» BRIEF:
Quote the passage on Laura Dianti in full, word for word.

╭─ TEXT EXCERPT

Laura Dianti first modeled for Titian in a painting titled, Girl with a Fur, and was known to be "the most gracious strumpet in art" for her depiction in Flora, also by Titian. According to Muriel Segal, the two met in Venice while he traveled with his family to his sister's house in the suburbs of the city. At the time of their meeting, she was the lover of the Duke of Ferrara, Alfonso I d'Este, and although considered lower-class, she gained the respect of the people around her and was a member of the Ferrarese court. After the Duke's second wife died in 1519, it is assumed that he and Laura married and she became the duchess of Ferrara. It is debated by art historians whether this portrait was painted before or after their marriage. Even though she had the air of respect, she was treated differently from the other wives of the Duke of Ferrara. She lived in a separate residence from the family palace and once he died in 1573, she was buried in Sant Augostino of Ferrara, separate from the other members of the d'Este family.

╰─
╭─ INPUT DATA

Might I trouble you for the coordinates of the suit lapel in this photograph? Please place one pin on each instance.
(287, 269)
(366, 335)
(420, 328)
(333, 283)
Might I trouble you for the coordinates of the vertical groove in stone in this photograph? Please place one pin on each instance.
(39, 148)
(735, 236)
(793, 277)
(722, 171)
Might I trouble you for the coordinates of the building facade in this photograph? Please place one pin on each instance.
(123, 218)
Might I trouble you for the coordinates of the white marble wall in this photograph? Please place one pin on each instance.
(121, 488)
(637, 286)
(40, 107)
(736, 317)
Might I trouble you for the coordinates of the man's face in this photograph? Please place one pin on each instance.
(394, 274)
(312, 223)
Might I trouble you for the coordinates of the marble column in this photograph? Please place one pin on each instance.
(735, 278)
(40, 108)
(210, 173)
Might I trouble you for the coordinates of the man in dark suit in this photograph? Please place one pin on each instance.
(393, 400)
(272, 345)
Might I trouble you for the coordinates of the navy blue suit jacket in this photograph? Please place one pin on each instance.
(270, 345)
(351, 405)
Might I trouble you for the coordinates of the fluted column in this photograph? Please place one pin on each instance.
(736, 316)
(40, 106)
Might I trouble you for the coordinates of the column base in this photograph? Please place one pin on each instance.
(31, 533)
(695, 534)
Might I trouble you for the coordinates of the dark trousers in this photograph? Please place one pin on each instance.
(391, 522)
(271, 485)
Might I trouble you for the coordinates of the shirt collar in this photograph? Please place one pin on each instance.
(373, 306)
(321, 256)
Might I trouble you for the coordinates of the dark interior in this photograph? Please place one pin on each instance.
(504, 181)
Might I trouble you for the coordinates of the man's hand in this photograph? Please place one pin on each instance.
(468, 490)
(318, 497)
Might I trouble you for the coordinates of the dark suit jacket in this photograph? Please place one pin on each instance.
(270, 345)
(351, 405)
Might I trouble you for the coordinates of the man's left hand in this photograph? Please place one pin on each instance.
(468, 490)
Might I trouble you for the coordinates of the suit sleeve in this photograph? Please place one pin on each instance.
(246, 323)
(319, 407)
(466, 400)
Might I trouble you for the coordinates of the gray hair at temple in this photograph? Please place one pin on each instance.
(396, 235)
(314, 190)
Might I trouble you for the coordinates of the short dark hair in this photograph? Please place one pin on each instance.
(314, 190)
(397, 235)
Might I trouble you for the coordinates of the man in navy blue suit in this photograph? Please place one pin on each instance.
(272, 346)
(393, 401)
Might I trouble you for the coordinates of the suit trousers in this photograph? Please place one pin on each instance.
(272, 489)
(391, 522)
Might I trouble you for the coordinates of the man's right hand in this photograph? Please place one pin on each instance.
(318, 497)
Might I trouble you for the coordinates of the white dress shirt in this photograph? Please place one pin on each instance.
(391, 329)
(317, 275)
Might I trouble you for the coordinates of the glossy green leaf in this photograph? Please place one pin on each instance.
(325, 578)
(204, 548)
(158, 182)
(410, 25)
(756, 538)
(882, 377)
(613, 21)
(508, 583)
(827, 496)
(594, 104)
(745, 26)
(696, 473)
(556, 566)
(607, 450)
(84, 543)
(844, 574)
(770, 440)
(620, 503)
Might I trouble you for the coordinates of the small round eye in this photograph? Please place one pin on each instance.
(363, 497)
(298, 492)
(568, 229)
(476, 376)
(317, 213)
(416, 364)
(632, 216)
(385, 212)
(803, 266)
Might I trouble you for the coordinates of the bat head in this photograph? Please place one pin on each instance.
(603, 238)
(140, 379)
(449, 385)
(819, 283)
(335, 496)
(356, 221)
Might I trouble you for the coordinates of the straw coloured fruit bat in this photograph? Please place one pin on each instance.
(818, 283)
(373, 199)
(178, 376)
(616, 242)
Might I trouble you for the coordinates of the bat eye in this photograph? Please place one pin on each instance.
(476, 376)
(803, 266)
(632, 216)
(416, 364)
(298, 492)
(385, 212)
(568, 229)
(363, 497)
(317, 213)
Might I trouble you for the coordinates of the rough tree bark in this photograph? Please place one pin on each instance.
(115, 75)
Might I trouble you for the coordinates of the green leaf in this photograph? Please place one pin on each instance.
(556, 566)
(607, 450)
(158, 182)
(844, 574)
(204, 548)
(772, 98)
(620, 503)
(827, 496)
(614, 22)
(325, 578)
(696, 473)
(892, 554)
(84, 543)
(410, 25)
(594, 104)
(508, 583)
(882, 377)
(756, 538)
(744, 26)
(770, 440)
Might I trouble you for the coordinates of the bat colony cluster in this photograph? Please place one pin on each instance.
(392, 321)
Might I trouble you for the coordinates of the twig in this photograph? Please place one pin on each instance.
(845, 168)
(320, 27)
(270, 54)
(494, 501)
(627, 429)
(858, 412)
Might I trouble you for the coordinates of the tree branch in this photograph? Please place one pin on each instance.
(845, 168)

╰─

» RESPONSE:
Laura Dianti first modeled for Titian in a painting titled, Girl with a Fur, and was known to be "the most gracious strumpet in art" for her depiction in Flora, also by Titian. According to Muriel Segal, the two met in Venice while he traveled with his family to his sister's house in the suburbs of the city. At the time of their meeting, she was the lover of the Duke of Ferrara, Alfonso I d'Este, and although considered lower-class, she gained the respect of the people around her and was a member of the Ferrarese court. After the Duke's second wife died in 1519, it is assumed that he and Laura married and she became the duchess of Ferrara. It is debated by art historians whether this portrait was painted before or after their marriage. Even though she had the air of respect, she was treated differently from the other wives of the Duke of Ferrara. She lived in a separate residence from the family palace and once he died in 1573, she was buried in Sant Augostino of Ferrara, separate from the other members of the d'Este family.